*** Data extract ***
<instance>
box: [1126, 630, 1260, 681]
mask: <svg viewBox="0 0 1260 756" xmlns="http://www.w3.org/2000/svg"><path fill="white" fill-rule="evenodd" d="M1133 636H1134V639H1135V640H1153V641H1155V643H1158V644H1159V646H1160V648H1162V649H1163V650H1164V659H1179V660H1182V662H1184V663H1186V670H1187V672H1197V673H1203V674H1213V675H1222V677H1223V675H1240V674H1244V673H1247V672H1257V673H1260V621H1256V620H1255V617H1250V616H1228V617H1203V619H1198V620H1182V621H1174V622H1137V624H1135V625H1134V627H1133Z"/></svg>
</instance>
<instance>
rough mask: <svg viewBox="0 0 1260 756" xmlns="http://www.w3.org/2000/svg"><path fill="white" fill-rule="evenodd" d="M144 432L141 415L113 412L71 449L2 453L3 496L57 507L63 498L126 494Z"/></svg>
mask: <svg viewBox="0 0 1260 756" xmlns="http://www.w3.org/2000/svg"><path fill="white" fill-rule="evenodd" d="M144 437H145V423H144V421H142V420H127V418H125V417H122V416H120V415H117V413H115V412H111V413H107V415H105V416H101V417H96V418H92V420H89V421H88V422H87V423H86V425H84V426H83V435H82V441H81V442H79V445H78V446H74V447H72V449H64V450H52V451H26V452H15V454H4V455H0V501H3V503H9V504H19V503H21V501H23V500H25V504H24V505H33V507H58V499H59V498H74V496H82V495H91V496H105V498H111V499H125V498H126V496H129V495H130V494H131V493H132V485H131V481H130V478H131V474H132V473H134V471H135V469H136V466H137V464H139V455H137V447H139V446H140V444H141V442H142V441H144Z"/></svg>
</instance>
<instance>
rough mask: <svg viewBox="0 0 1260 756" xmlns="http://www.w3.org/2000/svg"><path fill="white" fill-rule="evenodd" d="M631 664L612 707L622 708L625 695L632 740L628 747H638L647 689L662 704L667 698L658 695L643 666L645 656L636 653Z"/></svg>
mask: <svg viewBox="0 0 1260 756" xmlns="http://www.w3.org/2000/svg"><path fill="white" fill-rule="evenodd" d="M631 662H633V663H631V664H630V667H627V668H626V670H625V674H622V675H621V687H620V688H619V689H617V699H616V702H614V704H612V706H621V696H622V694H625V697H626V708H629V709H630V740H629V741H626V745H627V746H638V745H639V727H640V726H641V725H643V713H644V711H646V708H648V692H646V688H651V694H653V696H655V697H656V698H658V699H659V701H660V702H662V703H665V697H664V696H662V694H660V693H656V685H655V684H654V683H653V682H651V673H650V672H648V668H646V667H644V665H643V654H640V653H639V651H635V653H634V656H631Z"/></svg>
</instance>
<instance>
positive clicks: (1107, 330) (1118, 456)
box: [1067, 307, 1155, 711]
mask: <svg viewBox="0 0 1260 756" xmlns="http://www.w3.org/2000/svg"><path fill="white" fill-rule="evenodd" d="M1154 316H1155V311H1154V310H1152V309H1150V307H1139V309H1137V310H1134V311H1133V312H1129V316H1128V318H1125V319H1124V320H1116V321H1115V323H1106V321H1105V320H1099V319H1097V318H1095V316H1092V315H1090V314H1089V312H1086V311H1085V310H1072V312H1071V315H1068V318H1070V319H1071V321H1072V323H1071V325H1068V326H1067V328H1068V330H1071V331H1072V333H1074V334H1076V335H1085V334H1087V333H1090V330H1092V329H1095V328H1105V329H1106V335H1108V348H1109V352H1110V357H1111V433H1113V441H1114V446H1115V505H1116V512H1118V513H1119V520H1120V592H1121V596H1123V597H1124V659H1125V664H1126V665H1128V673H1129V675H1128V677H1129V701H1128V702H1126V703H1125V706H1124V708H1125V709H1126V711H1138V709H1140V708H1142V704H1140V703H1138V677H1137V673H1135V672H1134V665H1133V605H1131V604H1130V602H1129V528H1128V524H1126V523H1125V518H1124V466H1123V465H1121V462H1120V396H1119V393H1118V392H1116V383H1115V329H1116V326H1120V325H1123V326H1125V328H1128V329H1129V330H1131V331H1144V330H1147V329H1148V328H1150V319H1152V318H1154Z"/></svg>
*** End of Data extract ***
• [What is needed]: The task requires each record above to be restated exactly.

• [Solution to this task]:
<instance>
box: [1126, 630, 1260, 681]
mask: <svg viewBox="0 0 1260 756" xmlns="http://www.w3.org/2000/svg"><path fill="white" fill-rule="evenodd" d="M1133 636H1134V639H1135V640H1153V641H1155V643H1158V644H1159V646H1160V648H1162V649H1163V650H1164V659H1179V660H1182V662H1184V663H1186V670H1187V672H1197V673H1203V674H1213V675H1222V677H1223V675H1240V674H1244V673H1247V672H1257V673H1260V621H1256V620H1255V617H1250V616H1228V617H1203V619H1198V620H1182V621H1174V622H1137V624H1135V625H1134V627H1133Z"/></svg>
</instance>
<instance>
rough mask: <svg viewBox="0 0 1260 756" xmlns="http://www.w3.org/2000/svg"><path fill="white" fill-rule="evenodd" d="M144 432L141 415L113 412L71 449L2 453L3 496L57 507L63 498L126 494Z"/></svg>
mask: <svg viewBox="0 0 1260 756" xmlns="http://www.w3.org/2000/svg"><path fill="white" fill-rule="evenodd" d="M144 437H145V423H144V421H142V420H127V418H125V417H122V416H120V415H117V413H115V412H111V413H107V415H105V416H101V417H96V418H92V420H89V421H88V422H87V423H86V425H84V426H83V435H82V441H81V442H79V445H78V446H74V447H72V449H64V450H52V451H26V452H15V454H4V455H0V501H3V503H9V504H19V503H21V501H23V500H25V504H24V505H33V507H58V499H59V498H74V496H82V495H91V496H105V498H111V499H125V498H126V496H129V495H130V494H131V493H132V485H131V481H130V478H131V474H132V473H134V471H135V469H136V466H137V464H139V455H137V447H139V446H140V444H141V442H142V441H144Z"/></svg>
</instance>
<instance>
rough mask: <svg viewBox="0 0 1260 756" xmlns="http://www.w3.org/2000/svg"><path fill="white" fill-rule="evenodd" d="M631 664L612 707L622 708L625 695L632 740L628 747H638L647 689L662 704L667 698L658 695L643 666L645 656L636 653Z"/></svg>
mask: <svg viewBox="0 0 1260 756" xmlns="http://www.w3.org/2000/svg"><path fill="white" fill-rule="evenodd" d="M631 662H633V663H631V664H630V667H627V668H626V670H625V674H622V675H621V687H620V688H619V689H617V699H616V702H614V704H612V706H621V696H622V694H625V697H626V708H629V709H630V740H629V741H626V745H627V746H638V745H639V727H640V726H641V725H643V713H644V711H646V708H648V692H646V688H651V694H653V696H655V697H656V698H658V699H659V701H660V702H662V703H665V697H664V696H662V694H660V693H656V685H655V684H654V683H653V682H651V673H650V672H648V668H646V667H644V665H643V654H640V653H639V651H635V653H634V656H631Z"/></svg>
</instance>
<instance>
positive clicks: (1107, 330) (1118, 456)
box: [1067, 307, 1155, 711]
mask: <svg viewBox="0 0 1260 756" xmlns="http://www.w3.org/2000/svg"><path fill="white" fill-rule="evenodd" d="M1154 316H1155V311H1154V310H1152V309H1150V307H1139V309H1137V310H1134V311H1133V312H1129V316H1128V318H1125V319H1124V320H1116V321H1115V323H1106V321H1105V320H1099V319H1097V318H1095V316H1092V315H1090V314H1089V312H1086V311H1085V310H1072V312H1071V315H1068V318H1070V319H1071V321H1072V323H1071V325H1068V326H1067V328H1068V330H1071V331H1072V333H1074V334H1076V335H1085V334H1087V333H1090V330H1092V329H1095V328H1105V329H1106V335H1108V348H1109V352H1110V357H1111V433H1113V441H1114V446H1115V505H1116V512H1118V513H1119V520H1120V592H1121V596H1123V597H1124V659H1125V664H1126V665H1128V673H1129V675H1128V677H1129V701H1128V702H1126V703H1125V706H1124V708H1125V709H1126V711H1138V709H1140V708H1142V704H1140V703H1138V677H1137V673H1135V672H1134V665H1133V605H1131V604H1130V602H1129V528H1128V524H1126V523H1125V518H1124V466H1123V465H1121V462H1120V396H1119V393H1118V392H1116V383H1115V329H1116V326H1120V325H1123V326H1125V328H1128V329H1129V330H1131V331H1144V330H1147V329H1148V328H1150V319H1152V318H1154Z"/></svg>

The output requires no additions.